TEXT UNDER STUDY START

Workshops and Mini-Conferences

  1. Workshops are intensive introductions to specific techniques, software packages, or theoretical approaches. Workshops last half a day and can be held in person or online. Proposals should include an agenda. The abstract should be 1000 words.
  2. Mini-conferences are day-long gatherings that do not fit the workshop format. For example, a mini-conference could be a THATCamp, hackathon, maker faire, or a series of events at a local venue. The abstract should be 1000 words.

Special Interest Group Proposals

There are currently ten recognized ADHO special interest groups (SIG). Each SIG may organize one guaranteed pre-conference workshop or mini-conference, or one session for the conference program. These program elements are guaranteed acceptance. SIGs must notify the program committee that they intend to organize a workshop or session prior to the conference submission deadline.

Technical Review Option

Members of the DHTech special interest group have noted that some submissions require specialized technical knowledge for review. To address this need, you may request a reviewer with technical expertise when submitting your proposal in ConfTool. This process is similar to matching your submission with a reviewer with knowledge of a specific language or area of expertise.

Languages

ADHO is a multilingual organization with a multilingual conference. The standard languages of ADHO as of 2019 are English, French, German, Italian, and Spanish. Proposals may be submitted in these languages and subsequently presented in these languages. The CFP for each conference is issued in these languages with the expectation that ADHO supports the peer review mechanism to accept submissions in these languages.

TEXT UNDER STUDY END

- _ASSIGNED TASK 1_:
According to the conference guidelines, how long do workshops last?
- _ASSIGNED TASK 2_:
Restate as a brief list the paragraph of the conference guidelines that begins "There are currently ten recognized ADHO special interest groups".
- _ASSIGNED TASK 3_:
Decide whether each statement agrees with the conference guidelines, answering yes or no and quoting the deciding words: (a) Mini-conferences last a full day. (b) Workshops must be held in person. (c) Portuguese is one of the standard languages of ADHO.
Base every answer on the conference guidelines alone.

DATASET START

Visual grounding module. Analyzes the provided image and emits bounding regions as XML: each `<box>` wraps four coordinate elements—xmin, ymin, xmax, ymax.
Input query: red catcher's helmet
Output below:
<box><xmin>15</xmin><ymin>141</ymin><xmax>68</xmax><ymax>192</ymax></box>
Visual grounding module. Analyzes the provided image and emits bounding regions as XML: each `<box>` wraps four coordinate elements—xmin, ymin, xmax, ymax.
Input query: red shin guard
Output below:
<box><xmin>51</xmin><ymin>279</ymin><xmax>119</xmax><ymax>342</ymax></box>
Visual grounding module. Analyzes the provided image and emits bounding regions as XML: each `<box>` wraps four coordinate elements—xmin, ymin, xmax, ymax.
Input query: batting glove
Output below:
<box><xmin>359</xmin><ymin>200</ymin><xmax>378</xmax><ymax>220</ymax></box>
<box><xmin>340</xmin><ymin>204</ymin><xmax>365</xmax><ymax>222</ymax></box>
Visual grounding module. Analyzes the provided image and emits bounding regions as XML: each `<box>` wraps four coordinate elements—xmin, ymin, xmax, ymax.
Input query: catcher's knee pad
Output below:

DATASET END
DATASET START

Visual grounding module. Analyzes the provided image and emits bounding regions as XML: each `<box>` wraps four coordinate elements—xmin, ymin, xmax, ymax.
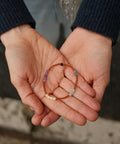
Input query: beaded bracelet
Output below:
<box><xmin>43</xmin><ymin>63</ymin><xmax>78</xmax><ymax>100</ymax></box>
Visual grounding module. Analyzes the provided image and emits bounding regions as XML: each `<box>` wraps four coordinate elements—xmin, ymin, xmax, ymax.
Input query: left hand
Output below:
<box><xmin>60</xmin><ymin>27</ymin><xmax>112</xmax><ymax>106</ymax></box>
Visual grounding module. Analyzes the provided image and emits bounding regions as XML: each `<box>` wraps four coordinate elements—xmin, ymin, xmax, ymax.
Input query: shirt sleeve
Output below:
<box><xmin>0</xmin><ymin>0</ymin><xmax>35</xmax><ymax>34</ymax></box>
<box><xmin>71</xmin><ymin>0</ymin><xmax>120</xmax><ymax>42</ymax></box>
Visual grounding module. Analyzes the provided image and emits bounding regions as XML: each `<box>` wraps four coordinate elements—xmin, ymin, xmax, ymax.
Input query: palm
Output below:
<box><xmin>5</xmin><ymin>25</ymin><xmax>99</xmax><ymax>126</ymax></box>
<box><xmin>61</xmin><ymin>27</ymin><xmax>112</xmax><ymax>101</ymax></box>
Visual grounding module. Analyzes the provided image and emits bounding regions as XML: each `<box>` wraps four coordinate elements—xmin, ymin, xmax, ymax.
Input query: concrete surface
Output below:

DATASET END

- _ANSWER 1_:
Workshops last half a day.

- _ANSWER 2_:
- ADHO currently recognizes ten special interest groups (SIGs).
- Each SIG may organize one guaranteed pre-conference workshop or mini-conference, or one session for the conference program.
- These program elements are guaranteed acceptance.
- SIGs must notify the program committee of their intent before the conference submission deadline.

- _ANSWER 3_:
(a) Yes: "Mini-conferences are day-long gatherings"
(b) No: "can be held in person or online"
(c) No: "The standard languages of ADHO as of 2019 are English, French, German, Italian, and Spanish."